> _PROBLEM DETAILS_: Repeat each entry in full, exactly.

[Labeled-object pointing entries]
+++

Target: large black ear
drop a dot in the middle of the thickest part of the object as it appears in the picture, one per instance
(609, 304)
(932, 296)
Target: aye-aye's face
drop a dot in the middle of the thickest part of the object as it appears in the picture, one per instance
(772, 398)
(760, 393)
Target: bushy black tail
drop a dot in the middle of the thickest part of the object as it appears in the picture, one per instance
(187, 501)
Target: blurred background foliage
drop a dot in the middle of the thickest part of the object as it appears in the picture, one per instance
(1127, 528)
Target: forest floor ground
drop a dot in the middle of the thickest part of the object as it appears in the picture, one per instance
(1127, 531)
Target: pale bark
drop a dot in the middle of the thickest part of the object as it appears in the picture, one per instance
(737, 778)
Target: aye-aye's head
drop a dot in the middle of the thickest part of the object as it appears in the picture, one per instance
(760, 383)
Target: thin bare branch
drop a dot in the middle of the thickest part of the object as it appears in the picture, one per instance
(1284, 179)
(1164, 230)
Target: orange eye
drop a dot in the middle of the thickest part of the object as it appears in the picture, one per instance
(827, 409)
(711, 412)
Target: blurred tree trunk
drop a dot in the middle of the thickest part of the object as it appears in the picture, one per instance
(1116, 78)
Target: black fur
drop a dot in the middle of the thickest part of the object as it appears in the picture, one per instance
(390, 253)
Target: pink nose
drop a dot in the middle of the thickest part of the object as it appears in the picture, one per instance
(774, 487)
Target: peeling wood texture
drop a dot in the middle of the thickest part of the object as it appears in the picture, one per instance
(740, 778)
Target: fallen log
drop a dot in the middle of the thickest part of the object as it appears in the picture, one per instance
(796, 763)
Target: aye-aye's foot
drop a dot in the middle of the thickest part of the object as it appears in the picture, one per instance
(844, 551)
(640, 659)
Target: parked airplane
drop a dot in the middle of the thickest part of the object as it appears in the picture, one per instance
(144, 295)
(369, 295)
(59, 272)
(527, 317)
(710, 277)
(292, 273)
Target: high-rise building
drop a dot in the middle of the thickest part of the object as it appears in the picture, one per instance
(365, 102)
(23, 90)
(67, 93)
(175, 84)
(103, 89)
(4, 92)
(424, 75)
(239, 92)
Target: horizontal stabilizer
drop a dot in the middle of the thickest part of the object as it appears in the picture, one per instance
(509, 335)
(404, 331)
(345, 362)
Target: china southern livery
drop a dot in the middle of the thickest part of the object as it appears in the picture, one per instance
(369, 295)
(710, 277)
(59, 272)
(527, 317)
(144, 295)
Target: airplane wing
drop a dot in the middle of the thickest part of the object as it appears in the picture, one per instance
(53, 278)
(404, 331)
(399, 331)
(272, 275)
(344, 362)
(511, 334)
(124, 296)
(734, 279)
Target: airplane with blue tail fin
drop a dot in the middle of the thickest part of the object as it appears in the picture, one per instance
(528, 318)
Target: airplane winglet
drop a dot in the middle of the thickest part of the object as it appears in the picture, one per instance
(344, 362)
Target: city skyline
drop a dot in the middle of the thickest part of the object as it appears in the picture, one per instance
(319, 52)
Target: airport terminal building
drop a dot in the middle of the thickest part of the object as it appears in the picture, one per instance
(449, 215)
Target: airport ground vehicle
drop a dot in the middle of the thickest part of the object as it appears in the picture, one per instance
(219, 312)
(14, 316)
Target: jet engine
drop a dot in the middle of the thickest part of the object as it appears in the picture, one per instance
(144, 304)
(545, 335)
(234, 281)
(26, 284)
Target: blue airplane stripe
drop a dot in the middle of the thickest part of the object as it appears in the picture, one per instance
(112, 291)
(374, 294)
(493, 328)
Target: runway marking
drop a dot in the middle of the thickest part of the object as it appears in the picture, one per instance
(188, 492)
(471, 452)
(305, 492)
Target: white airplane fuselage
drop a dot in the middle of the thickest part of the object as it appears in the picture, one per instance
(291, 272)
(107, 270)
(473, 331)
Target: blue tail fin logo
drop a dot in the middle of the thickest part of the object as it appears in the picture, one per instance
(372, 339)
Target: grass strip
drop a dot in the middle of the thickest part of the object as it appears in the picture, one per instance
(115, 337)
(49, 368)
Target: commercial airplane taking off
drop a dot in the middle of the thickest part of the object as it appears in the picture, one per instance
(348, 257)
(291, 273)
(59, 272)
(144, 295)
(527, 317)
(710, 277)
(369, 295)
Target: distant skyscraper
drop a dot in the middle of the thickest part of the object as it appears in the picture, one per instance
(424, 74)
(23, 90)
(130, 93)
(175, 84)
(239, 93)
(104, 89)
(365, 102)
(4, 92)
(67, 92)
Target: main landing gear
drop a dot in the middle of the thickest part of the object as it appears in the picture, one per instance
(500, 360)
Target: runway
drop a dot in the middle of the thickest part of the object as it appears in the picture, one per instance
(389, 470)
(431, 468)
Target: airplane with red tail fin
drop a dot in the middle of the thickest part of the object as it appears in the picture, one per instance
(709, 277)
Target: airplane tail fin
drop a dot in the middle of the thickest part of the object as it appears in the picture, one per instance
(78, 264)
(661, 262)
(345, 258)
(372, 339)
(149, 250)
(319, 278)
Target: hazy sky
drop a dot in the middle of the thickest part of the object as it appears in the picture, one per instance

+++

> _THE OUTPUT_:
Target: large black ear
drop a dot in the middle of the thickest part of the object as it appears in the picture, one per instance
(609, 304)
(932, 296)
Target: aye-aye's face
drop a dot in the middle of the thickest part of the object as it appears in the picture, one per instance
(772, 398)
(760, 393)
Target: bushy black tail
drop a dot in the middle of the thickest part of the object as it appears in the picture, one per instance
(187, 501)
Target: blurred background foliage
drop a dot in the middle of the thickest part of the object as it appears in the picture, one per instance
(1127, 528)
Target: forest floor ground
drop a dot in the middle of the thickest part of the object as it appears in the picture, one per instance
(1127, 531)
Target: pale bark
drop a dot in the middle of the thickest part of the object as it appears in the picture, one per instance
(737, 778)
Target: aye-aye's head
drop a dot in the middle of the thickest part of the object as it appears in the picture, one per instance
(760, 383)
Target: thin bare branch
drop a dot in the middle of the thickest part of the object as it appears in the picture, one per instance
(1284, 179)
(1164, 230)
Target: orange eye
drop a dot in the middle of the thickest part of the object as it appears in the picture, one per instance
(827, 409)
(711, 412)
Target: blurred tree trunk
drop a dot in the middle of the thickest part of the object as it appears in the picture, one per instance
(1116, 78)
Target: black fur
drop a dot in the middle of the thickest part of the object as it appears in the picture, one per instance
(390, 253)
Target: pink nose
drop a dot in the middle of the thickest part of the object as it appears in the picture, one per instance
(774, 487)
Target: peeling wood texture
drop a dot in the middle of the thickest part of the object as it appears in the picture, one per instance
(740, 778)
Target: fallen log
drop a dot in the middle of the thickest part of the object as it appears in the picture, one per instance
(796, 763)
Target: aye-aye's foot
drop a dot in the middle of the thickest part of the object as it appears in the picture, one per instance
(844, 551)
(640, 659)
Target: parked airplane
drop a dot in the middle of the thickest part of the object as it appears in the picture, one per instance
(144, 295)
(369, 295)
(59, 272)
(527, 317)
(710, 277)
(292, 273)
Target: high-rise building
drop a dot in the middle of the thickest part of the object as it appears in the picture, one per instance
(365, 102)
(23, 90)
(67, 93)
(175, 84)
(103, 89)
(4, 92)
(424, 75)
(239, 92)
Target: horizontal stabilizer
drop a dot in the middle of the thickest part of the object as it appears in the picture, one per instance
(509, 335)
(404, 331)
(345, 362)
Target: china southern livery
drop a dot in the middle of the thickest part of the object as it appears in the picture, one per instance
(369, 295)
(710, 277)
(59, 272)
(527, 317)
(144, 295)
Target: airplane wing
drop a dot in the middle of the thickest part of the object as it appears in the picture, one per instance
(53, 278)
(404, 331)
(399, 331)
(272, 275)
(344, 362)
(511, 334)
(124, 296)
(734, 279)
Target: airplane with blue tail fin
drop a dot in the middle of the thickest part of the object as it appears in the picture, one per instance
(528, 318)
Target: airplane winglet
drop a dot in the middle of the thickest part of the object as it appears in the picture, one per instance
(344, 362)
Target: city skyline
drop a dot in the middle of the thickest part of the object as it appears in the picture, one per instance
(319, 52)
Target: airport terminal building
drop a dot in the middle of the thickest part of the object as it appears in the picture, one per instance
(449, 215)
Target: airport ground vehicle
drop a dot in the middle of the thickest part of the object as it appears in the picture, one per instance
(219, 312)
(14, 316)
Target: jet engine
drop a dot in the middle of the thickest part of the object as it appears in the picture, one per instance
(144, 304)
(545, 335)
(234, 281)
(26, 284)
Target: blue airplane stripe
drop a dot in the middle of the thickest part of the object as it appears in the picture, one per instance
(112, 291)
(374, 294)
(493, 328)
Target: runway marking
drop a dot in the middle of the thickest part of the object as it appears in the picture, one per instance
(188, 492)
(471, 452)
(305, 492)
Target: white airplane fuselage
drop a dot in the middle of the thickest part of the object as it appears in the picture, one per instance
(291, 272)
(107, 270)
(473, 331)
Target: blue tail fin logo
drop a dot in the middle of the thickest part of the object as it appears in the picture, one per instance
(372, 339)
Target: grass strip
drop a dot in the middle of the thickest part of the object as it appears in the picture, one per instance
(115, 337)
(49, 368)
Target: commercial airplane taking off
drop a dot in the middle of the thickest part of the object as it appears in the picture, one per instance
(348, 257)
(291, 273)
(59, 272)
(144, 295)
(527, 317)
(710, 277)
(369, 295)
Target: distant skyscraper
drop a dot in the middle of the thickest part of the object as it appears in the picture, one per instance
(424, 74)
(23, 90)
(130, 93)
(175, 84)
(239, 93)
(104, 89)
(365, 102)
(4, 92)
(67, 92)
Target: main landing gear
drop a dot in the middle of the thickest part of the object as it appears in the picture, one per instance
(500, 360)
Target: runway
drop a dot in the middle of the thickest part of the object as it appears in the picture, one per instance
(389, 470)
(431, 468)
Target: airplane with red tail fin
drop a dot in the middle of the thickest part of the object as it appears in the picture, one per instance
(709, 277)
Target: airplane tail fin
drop a dot in the middle of the thickest part of the object as it appears in the picture, one per instance
(78, 264)
(661, 262)
(345, 258)
(372, 339)
(149, 250)
(319, 278)
Target: hazy sky
drop a dot in the middle of the thickest part of the object as it appears in the picture, one per instance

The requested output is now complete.